==== DATA FOR ANALYSIS ====

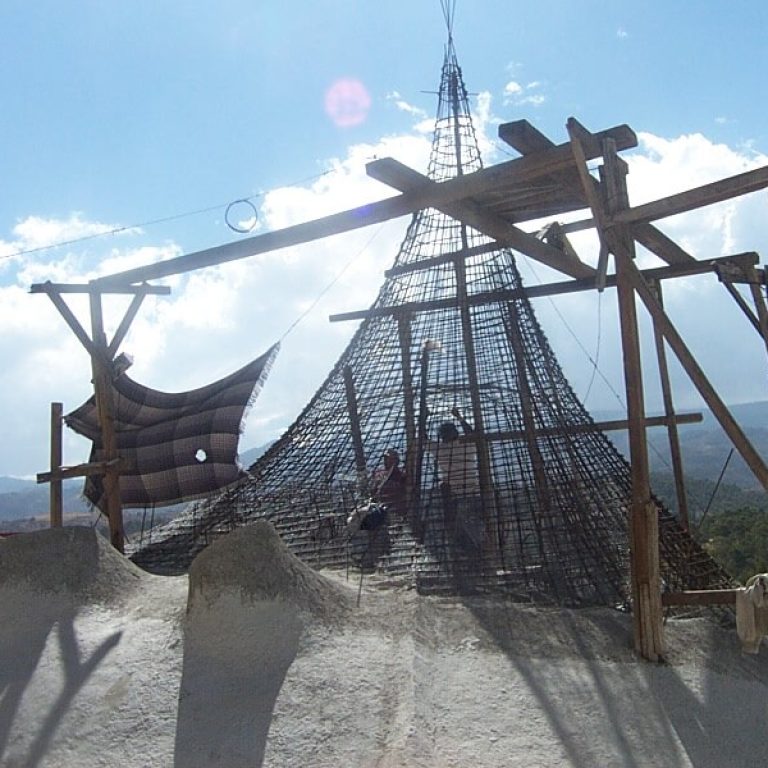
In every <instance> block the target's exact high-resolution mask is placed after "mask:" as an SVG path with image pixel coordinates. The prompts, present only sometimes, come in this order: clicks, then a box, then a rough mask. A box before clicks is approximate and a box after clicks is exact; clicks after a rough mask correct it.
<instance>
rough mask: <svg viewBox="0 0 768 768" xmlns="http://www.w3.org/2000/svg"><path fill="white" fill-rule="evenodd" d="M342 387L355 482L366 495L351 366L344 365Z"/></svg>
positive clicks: (359, 425) (366, 479) (365, 474)
mask: <svg viewBox="0 0 768 768" xmlns="http://www.w3.org/2000/svg"><path fill="white" fill-rule="evenodd" d="M343 373H344V389H345V390H346V394H347V411H348V412H349V424H350V427H351V428H352V446H353V448H354V451H355V469H356V470H357V483H358V487H359V489H360V493H361V494H362V495H363V496H367V495H368V492H369V489H368V467H367V466H366V464H365V451H364V449H363V435H362V432H361V431H360V413H359V411H358V409H357V395H356V394H355V382H354V381H353V379H352V368H350V366H348V365H345V366H344V370H343Z"/></svg>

====

EXERCISE DETAILS: Only one span is to be repeated: the line with "rough mask: <svg" through the final line of the entries above, word for word.

ANSWER BOX:
rough mask: <svg viewBox="0 0 768 768" xmlns="http://www.w3.org/2000/svg"><path fill="white" fill-rule="evenodd" d="M342 387L355 482L366 495L351 366L344 365Z"/></svg>
positive clicks: (359, 425) (366, 479) (365, 474)
mask: <svg viewBox="0 0 768 768" xmlns="http://www.w3.org/2000/svg"><path fill="white" fill-rule="evenodd" d="M343 373H344V389H345V390H346V394H347V411H348V412H349V424H350V427H351V428H352V446H353V448H354V451H355V469H356V470H357V483H358V487H359V489H360V493H361V494H362V495H363V496H367V495H368V492H369V489H368V467H367V466H366V464H365V451H364V449H363V435H362V432H361V431H360V413H359V411H358V409H357V395H356V394H355V382H354V381H353V379H352V368H350V366H348V365H345V366H344V370H343Z"/></svg>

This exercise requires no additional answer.